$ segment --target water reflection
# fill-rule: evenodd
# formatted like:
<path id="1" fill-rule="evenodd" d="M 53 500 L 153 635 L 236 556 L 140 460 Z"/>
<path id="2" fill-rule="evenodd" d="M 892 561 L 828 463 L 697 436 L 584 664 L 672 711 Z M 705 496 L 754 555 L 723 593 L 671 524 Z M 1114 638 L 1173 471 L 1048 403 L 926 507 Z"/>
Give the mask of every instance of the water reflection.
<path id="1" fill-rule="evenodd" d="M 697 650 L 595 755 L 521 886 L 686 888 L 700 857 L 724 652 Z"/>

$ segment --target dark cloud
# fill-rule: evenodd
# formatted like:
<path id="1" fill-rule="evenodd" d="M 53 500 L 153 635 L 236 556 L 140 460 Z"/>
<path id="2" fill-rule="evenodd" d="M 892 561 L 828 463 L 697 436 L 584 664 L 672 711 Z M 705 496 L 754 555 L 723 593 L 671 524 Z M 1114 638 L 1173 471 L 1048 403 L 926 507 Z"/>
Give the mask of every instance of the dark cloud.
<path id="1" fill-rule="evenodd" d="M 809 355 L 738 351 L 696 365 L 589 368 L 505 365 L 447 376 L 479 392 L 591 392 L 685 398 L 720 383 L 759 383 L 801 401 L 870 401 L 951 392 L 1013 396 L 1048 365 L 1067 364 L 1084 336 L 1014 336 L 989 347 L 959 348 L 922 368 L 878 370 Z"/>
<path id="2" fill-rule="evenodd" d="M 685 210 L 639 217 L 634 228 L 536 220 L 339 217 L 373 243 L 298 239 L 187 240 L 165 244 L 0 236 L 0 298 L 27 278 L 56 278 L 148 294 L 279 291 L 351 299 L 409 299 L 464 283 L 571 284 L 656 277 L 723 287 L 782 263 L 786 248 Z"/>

::::::::::

* _TASK BRIEF_
Print all the items above again, line for line, without changing anything.

* _RESPONSE_
$ segment --target water reflection
# fill-rule: evenodd
# formatted like:
<path id="1" fill-rule="evenodd" d="M 53 500 L 153 635 L 236 556 L 140 460 Z"/>
<path id="2" fill-rule="evenodd" d="M 892 561 L 828 463 L 697 436 L 584 664 L 672 711 Z M 705 496 L 754 555 L 723 593 L 671 524 Z M 1114 638 L 1173 471 L 1048 403 L 926 507 Z"/>
Give the mask of every instance of the water reflection.
<path id="1" fill-rule="evenodd" d="M 697 650 L 595 755 L 521 886 L 686 888 L 700 857 L 724 652 Z"/>

$ segment --target dark cloud
# fill-rule: evenodd
# formatted like:
<path id="1" fill-rule="evenodd" d="M 53 500 L 153 635 L 236 556 L 140 460 Z"/>
<path id="2" fill-rule="evenodd" d="M 892 561 L 828 463 L 697 436 L 584 664 L 672 711 Z M 705 496 L 754 555 L 723 593 L 671 524 Z M 1114 638 L 1173 471 L 1048 403 L 926 507 Z"/>
Give the mask of every instance of the dark cloud.
<path id="1" fill-rule="evenodd" d="M 809 355 L 738 351 L 696 365 L 589 368 L 505 365 L 447 376 L 479 392 L 591 392 L 685 398 L 720 383 L 759 383 L 801 401 L 870 401 L 951 392 L 1013 396 L 1048 365 L 1067 364 L 1084 336 L 1014 336 L 989 347 L 959 348 L 922 368 L 878 370 Z"/>
<path id="2" fill-rule="evenodd" d="M 685 210 L 639 217 L 634 228 L 536 220 L 339 217 L 373 243 L 298 239 L 187 240 L 165 244 L 0 236 L 0 298 L 27 278 L 56 278 L 148 294 L 279 291 L 351 299 L 409 299 L 464 283 L 571 284 L 656 277 L 723 287 L 782 263 L 786 248 Z"/>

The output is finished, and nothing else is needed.